§ **EXERCISE BRIEF**:
In the interview about fertility preservation, rewrite everything from "Any memorable thoughts" down to "carry the gene?", putting "haze" in place of "blur".

Being diagnosed with breast cancer before you’ve had children is terrifying. There is even more to consider than the mountains of “too-much” anyone diagnosed with cancer is forced to process.
But, planning for a family is still an option. It’s just one more overwhelming step that needs to be added to what already feels like an endless pilgrimage back to health.
We talked with model and Stage ambassador, Alissa Jo, to get her take on how fertility preservation went for her after she was diagnosed with both breast cancer and the BRCA2 gene.
How old were you when you were diagnosed with breast cancer and how did you come to find out?
I was 31 years old when I was diagnosed with breast cancer. I came to find out when I was at a well visit at my OB/GYN. My doctor did an exam and felt something in my right breast.
Due to my age, my breast surgeon wanted to see if I carried the BRCA gene. A month later I found out I was in fact BRCA2 positive. Two diagnostic tests were taken to determine this: the color test and ambry genetic testing. One was done with bloodwork, the other with saliva. When both confirmed I was BRCA2 positive, it confirmed that a double mastectomy was necessary.
How long did the fertility process take? What was it like?
The fertility preservation process took about a month. It was ten days of shots, then the egg retrieval, then awaiting results for how many eggs were retrieved. Once we got that information, my husband and I were able to decide if we were going to make embryos or if we were going to just freeze the eggs and wait to fertilize.
The positive with making embryos in my particular situation was I was able to do something called “ PGD” which stands for preimplantation genetic diagnosis. This gave me the ability to know which embryos carried the BRCA2 gene and which did not. So we decided to do that.
Memorable thoughts while going through treatment and planning to have children after the whole ordeal?
Any memorable thoughts that I had whilst going through this whole process are honestly a blur. I knew going through the above process is what I had to do to protect my chances of having a family, so I just did what I had to do.
Because you have the BRCA2 gene, what is the percentage chance one of your embryos would carry the gene?
The chances of my embryos having the brca gene was a 50/50 chance.
How much of the fertility preservation process did insurance cover?
Insurance covered five years of storage for embryos free of charge. After five years, it will be about $400 per quarter (every 3 months). Some of the fertility drugs were covered but most were not. All in all, it was about $16,000 out-of-pocket.
Do you have any tips you’d like to share with those supporting a friend or family member going through cancer treatment?
The best thing someone did for me while going through this whole process was making me laugh. Laughter truly is the best medicine… from the beginning of the breast cancer journey right through to survivorship.
Any other insights for those currently dealing with a similar situation?
It was a long process, but I am so happy I did it. I was able to go into chemotherapy feeling hopeful that I was able to preserve my chances of one day having my family. It certainly is a lot for a couple to take on together, but if you have a solid foundation with each other, then you can get through anything that life throws in your path.

§ **SUPPLIED RECORDS**:
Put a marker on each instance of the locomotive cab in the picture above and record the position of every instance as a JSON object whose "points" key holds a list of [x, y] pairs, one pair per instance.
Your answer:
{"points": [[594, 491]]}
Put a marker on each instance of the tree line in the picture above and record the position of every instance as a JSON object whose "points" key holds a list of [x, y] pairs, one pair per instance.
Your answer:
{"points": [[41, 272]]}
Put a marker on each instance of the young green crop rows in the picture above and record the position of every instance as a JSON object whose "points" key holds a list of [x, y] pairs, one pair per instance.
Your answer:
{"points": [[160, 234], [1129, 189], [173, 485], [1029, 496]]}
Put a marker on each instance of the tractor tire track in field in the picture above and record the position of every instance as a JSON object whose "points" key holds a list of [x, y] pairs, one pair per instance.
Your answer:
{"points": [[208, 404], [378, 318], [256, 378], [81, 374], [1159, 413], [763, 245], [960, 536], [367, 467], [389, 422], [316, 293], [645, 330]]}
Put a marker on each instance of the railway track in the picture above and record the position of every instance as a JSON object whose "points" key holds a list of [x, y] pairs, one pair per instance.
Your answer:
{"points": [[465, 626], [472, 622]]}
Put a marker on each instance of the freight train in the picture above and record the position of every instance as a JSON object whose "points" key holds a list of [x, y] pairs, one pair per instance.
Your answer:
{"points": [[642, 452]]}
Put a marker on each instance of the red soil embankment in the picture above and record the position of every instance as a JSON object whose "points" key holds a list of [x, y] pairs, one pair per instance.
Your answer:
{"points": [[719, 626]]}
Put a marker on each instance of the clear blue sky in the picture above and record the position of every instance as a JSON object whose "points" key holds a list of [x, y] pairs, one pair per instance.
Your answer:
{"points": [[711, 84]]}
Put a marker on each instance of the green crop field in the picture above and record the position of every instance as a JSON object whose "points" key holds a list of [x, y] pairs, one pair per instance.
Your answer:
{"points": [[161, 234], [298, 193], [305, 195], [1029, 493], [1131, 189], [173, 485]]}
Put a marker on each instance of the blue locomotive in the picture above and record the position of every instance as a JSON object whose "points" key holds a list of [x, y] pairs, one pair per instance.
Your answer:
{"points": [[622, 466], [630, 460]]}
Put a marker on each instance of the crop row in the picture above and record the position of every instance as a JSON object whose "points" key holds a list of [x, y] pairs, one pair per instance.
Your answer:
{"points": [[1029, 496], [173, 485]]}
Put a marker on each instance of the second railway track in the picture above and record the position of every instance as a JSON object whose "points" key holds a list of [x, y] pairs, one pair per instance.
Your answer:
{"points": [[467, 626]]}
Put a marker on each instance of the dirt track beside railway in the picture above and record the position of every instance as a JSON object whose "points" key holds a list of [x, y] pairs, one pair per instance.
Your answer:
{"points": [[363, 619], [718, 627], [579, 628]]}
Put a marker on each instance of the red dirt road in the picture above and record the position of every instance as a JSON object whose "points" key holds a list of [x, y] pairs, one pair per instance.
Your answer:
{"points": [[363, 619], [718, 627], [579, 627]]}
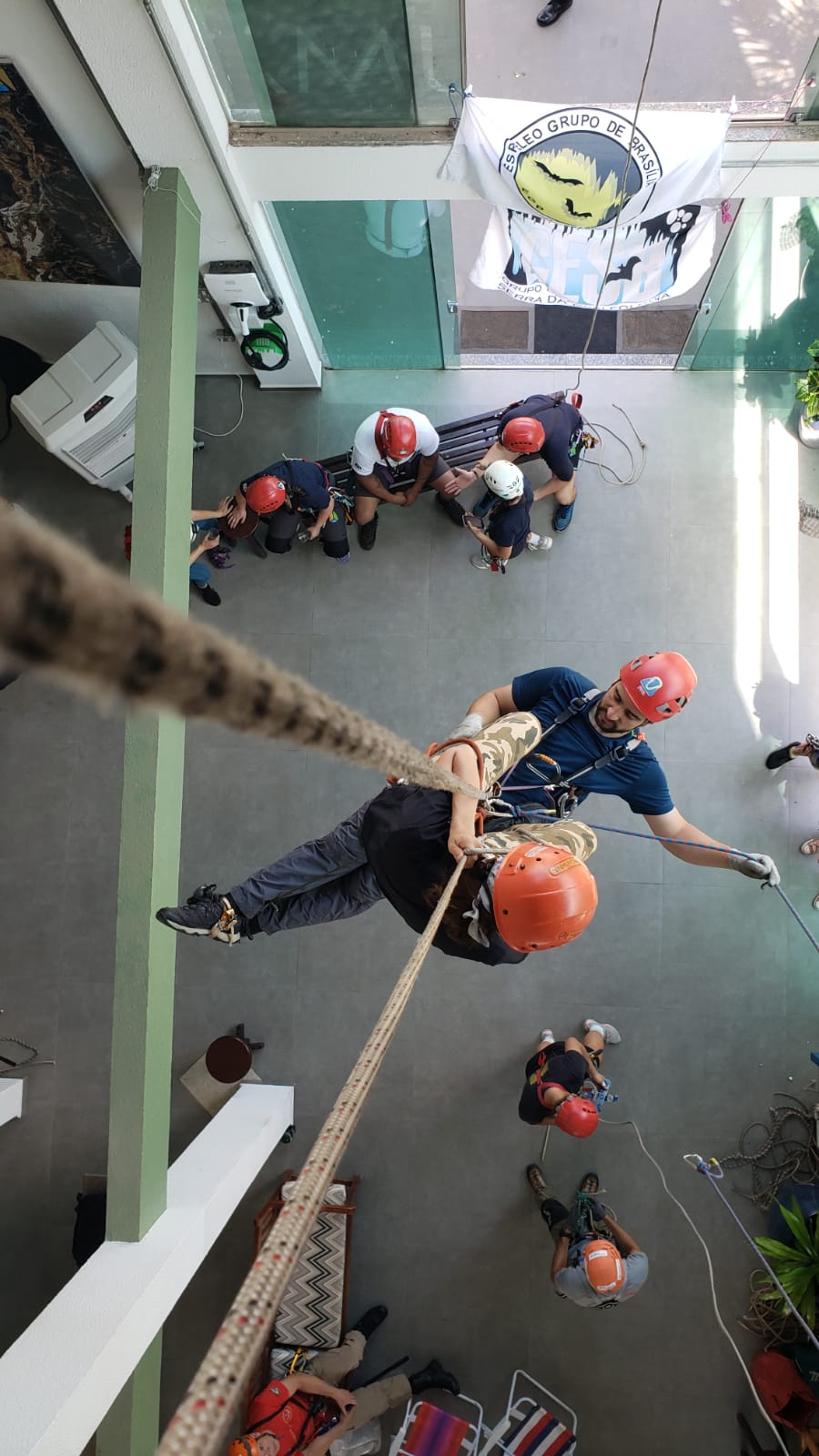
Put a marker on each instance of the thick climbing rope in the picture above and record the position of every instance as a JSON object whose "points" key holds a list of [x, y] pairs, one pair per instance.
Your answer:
{"points": [[203, 1417], [716, 849], [65, 613]]}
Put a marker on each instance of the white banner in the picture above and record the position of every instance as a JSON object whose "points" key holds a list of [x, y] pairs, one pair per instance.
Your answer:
{"points": [[569, 164], [537, 261]]}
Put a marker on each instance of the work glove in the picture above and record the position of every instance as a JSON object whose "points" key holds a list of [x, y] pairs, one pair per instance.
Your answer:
{"points": [[470, 727], [760, 866]]}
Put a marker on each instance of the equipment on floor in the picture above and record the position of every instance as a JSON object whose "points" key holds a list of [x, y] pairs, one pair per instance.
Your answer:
{"points": [[84, 408]]}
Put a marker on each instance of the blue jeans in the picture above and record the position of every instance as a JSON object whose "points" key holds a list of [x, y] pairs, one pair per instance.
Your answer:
{"points": [[324, 880]]}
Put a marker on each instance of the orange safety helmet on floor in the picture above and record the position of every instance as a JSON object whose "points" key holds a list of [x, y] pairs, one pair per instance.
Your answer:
{"points": [[542, 897], [659, 683], [266, 494], [395, 436], [603, 1267], [525, 436], [577, 1116]]}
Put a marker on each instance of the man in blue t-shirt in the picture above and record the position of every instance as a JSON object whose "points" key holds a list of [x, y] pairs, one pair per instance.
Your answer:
{"points": [[592, 744]]}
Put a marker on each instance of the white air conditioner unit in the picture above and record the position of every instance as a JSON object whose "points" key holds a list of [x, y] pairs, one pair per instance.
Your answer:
{"points": [[85, 407]]}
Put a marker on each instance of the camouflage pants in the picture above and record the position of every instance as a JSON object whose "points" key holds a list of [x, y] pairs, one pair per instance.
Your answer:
{"points": [[503, 744]]}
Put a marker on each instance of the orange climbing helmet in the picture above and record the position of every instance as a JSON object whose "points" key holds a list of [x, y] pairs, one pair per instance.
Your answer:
{"points": [[523, 436], [659, 683], [576, 1116], [542, 897], [395, 436], [266, 494], [602, 1266]]}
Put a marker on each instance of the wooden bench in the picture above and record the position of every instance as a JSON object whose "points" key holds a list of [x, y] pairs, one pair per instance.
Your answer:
{"points": [[321, 1332]]}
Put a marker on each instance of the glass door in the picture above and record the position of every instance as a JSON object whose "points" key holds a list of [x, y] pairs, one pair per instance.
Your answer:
{"points": [[378, 280]]}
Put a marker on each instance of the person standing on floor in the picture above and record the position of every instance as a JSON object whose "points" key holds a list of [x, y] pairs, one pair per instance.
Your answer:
{"points": [[292, 494], [395, 458], [542, 426], [506, 531], [555, 1075], [595, 1263], [303, 1414]]}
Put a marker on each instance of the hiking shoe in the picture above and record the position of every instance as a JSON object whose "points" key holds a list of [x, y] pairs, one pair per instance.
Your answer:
{"points": [[562, 517], [608, 1033], [205, 914], [537, 1181], [780, 756], [210, 596], [368, 533], [370, 1320]]}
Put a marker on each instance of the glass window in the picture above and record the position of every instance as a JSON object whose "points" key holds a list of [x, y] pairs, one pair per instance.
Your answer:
{"points": [[366, 271]]}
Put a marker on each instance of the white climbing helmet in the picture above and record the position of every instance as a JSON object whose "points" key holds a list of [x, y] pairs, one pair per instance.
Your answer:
{"points": [[504, 480]]}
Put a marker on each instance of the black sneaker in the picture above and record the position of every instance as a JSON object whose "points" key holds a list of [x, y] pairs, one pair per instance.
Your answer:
{"points": [[780, 756], [208, 594], [368, 533], [206, 914]]}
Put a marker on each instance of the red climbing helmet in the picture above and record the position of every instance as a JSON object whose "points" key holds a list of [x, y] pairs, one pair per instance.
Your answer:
{"points": [[395, 436], [602, 1266], [659, 683], [523, 436], [542, 897], [577, 1116], [266, 494]]}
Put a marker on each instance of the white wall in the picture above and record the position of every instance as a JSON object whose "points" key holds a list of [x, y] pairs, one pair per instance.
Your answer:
{"points": [[51, 318]]}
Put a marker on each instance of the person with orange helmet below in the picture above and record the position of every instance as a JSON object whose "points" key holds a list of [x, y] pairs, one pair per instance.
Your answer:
{"points": [[555, 1074], [545, 426], [395, 456], [303, 1414], [592, 743], [595, 1263], [292, 494], [522, 890]]}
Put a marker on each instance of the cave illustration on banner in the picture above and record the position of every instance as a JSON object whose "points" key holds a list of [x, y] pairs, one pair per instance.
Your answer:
{"points": [[555, 177]]}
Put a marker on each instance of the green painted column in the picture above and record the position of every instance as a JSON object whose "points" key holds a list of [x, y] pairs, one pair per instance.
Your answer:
{"points": [[152, 790]]}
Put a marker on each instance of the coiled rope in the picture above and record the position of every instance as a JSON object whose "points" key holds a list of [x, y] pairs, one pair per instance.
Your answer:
{"points": [[66, 613], [203, 1417]]}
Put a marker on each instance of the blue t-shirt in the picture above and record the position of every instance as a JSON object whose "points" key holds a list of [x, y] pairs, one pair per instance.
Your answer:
{"points": [[305, 480], [511, 524], [639, 778]]}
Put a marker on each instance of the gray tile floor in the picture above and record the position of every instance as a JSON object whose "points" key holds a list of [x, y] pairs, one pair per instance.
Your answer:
{"points": [[709, 980]]}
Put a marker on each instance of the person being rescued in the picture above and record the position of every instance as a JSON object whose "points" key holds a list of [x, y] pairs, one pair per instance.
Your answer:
{"points": [[525, 887], [303, 1414], [506, 531]]}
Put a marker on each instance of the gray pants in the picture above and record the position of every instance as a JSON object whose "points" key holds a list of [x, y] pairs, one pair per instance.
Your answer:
{"points": [[324, 880]]}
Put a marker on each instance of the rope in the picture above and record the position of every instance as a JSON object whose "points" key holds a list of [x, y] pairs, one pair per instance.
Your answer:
{"points": [[65, 612], [622, 200], [717, 849], [200, 1423]]}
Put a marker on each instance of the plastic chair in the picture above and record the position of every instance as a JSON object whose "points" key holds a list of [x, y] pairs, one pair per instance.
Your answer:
{"points": [[528, 1427], [426, 1431]]}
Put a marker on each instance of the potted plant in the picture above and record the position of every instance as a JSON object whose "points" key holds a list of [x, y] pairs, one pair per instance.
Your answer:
{"points": [[807, 395]]}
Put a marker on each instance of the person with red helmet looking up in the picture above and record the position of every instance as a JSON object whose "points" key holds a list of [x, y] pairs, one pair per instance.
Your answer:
{"points": [[592, 743], [525, 888], [395, 456], [292, 494], [555, 1074], [595, 1261], [540, 426]]}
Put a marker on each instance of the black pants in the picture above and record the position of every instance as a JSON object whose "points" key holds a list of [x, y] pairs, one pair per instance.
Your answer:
{"points": [[283, 524]]}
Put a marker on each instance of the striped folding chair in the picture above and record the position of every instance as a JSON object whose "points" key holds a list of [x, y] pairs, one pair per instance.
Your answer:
{"points": [[430, 1431], [528, 1427]]}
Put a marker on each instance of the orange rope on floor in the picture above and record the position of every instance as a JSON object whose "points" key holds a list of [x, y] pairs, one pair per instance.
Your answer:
{"points": [[201, 1421]]}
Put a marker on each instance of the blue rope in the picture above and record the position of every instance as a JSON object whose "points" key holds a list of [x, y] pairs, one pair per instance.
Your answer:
{"points": [[694, 844], [712, 1172]]}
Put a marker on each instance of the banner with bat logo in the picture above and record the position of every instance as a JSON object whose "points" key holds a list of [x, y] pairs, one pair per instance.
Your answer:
{"points": [[570, 165], [537, 261]]}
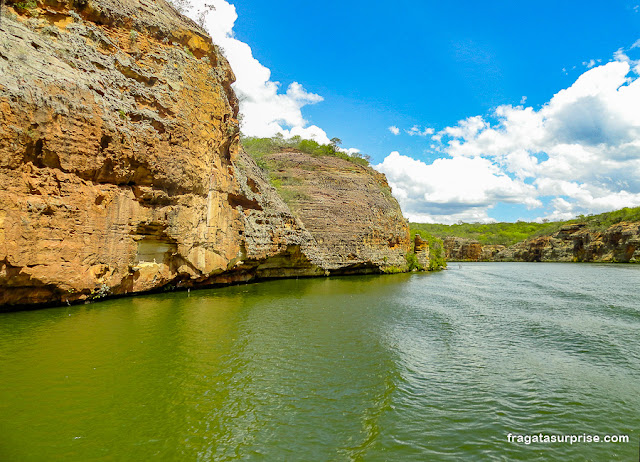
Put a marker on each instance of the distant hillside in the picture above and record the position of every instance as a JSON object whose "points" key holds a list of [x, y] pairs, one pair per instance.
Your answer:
{"points": [[511, 233]]}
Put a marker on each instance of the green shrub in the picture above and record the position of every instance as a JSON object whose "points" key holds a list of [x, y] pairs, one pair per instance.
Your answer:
{"points": [[260, 147]]}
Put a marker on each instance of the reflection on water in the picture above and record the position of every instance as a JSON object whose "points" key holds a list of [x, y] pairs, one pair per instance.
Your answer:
{"points": [[405, 367]]}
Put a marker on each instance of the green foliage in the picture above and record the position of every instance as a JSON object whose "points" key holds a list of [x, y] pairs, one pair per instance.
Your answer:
{"points": [[485, 233], [510, 233], [258, 148], [25, 6], [412, 262]]}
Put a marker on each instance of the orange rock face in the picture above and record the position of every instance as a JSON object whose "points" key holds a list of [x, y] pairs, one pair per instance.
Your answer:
{"points": [[120, 163], [117, 143], [348, 209]]}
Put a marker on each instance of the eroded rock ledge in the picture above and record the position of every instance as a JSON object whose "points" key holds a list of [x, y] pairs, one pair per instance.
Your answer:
{"points": [[121, 170]]}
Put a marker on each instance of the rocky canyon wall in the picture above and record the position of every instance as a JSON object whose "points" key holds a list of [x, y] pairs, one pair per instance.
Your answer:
{"points": [[572, 243], [121, 169]]}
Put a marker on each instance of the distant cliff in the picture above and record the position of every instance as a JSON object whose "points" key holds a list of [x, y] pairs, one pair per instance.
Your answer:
{"points": [[574, 242], [122, 171]]}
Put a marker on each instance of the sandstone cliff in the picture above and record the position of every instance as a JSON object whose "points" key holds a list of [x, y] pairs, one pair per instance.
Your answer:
{"points": [[348, 208], [121, 170], [572, 243]]}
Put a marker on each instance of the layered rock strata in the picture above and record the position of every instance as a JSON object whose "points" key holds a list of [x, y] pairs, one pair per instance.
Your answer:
{"points": [[348, 208], [120, 163], [572, 243]]}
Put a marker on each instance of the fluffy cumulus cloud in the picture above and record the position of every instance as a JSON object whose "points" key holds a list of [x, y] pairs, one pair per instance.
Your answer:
{"points": [[266, 109], [580, 151], [417, 131]]}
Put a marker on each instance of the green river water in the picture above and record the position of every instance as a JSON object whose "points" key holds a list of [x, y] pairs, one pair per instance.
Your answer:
{"points": [[439, 366]]}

§ **FINISHED EXERCISE**:
Any memorable thoughts that I had whilst going through this whole process are honestly a haze. I knew going through the above process is what I had to do to protect my chances of having a family, so I just did what I had to do.
Because you have the BRCA2 gene, what is the percentage chance one of your embryos would carry the gene?